>> start Data extract

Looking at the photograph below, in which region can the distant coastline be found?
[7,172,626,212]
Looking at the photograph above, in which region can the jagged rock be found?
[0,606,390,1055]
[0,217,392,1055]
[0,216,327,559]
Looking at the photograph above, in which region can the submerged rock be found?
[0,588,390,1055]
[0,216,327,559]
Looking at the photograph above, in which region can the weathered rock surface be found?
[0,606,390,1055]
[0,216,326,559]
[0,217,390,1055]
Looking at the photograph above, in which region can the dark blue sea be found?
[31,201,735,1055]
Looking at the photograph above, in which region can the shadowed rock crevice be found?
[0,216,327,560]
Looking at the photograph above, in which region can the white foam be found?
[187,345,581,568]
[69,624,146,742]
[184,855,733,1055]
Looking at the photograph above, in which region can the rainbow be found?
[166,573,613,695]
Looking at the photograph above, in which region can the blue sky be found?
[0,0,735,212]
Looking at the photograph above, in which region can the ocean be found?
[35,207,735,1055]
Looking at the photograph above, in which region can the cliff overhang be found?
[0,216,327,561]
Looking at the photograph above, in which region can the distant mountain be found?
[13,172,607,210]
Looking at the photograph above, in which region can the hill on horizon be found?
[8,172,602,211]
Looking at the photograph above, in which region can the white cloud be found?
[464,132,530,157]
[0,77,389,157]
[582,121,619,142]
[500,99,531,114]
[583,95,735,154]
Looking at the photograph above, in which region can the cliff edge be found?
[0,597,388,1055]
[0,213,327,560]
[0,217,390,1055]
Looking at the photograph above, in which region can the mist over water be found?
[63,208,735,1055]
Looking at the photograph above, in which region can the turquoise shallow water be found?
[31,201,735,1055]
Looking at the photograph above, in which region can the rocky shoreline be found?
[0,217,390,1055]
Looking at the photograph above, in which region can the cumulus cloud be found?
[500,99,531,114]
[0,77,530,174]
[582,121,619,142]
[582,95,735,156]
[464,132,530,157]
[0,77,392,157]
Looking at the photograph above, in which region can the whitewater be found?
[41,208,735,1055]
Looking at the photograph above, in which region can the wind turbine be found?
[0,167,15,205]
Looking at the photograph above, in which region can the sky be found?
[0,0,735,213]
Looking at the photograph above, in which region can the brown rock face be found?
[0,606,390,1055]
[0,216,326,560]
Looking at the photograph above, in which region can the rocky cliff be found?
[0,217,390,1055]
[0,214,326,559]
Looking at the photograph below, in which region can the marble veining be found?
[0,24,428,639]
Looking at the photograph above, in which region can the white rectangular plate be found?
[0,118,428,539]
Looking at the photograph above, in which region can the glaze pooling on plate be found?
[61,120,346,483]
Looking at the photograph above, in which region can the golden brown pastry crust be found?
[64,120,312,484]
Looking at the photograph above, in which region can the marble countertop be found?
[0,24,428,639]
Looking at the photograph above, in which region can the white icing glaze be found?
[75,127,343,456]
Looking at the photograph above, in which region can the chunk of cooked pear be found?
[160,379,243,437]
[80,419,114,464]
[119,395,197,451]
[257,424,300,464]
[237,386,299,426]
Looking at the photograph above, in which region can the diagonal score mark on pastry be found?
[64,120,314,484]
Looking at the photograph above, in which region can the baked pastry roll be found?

>> end Data extract

Given task >> Rescale the items from the line containing "Looking at the photograph above, in which region can the dark" through the line containing "[184,855,733,1055]", both included, and give all of those lines again with the wording of each item unchanged. Multiply every bounding-box coordinate in the answers by 1.45 and round each result to a whole number, rounding halves up.

Exercise answer >>
Looking at the photograph above, in which region can the dark blue sea be found?
[45,291,1066,1530]
Looking at the photograph above, in which region can the shadowed rock crevice be found?
[0,313,474,812]
Looking at the photograph above, in which region can the white foam be found?
[271,500,842,824]
[100,905,212,1076]
[267,1240,1063,1530]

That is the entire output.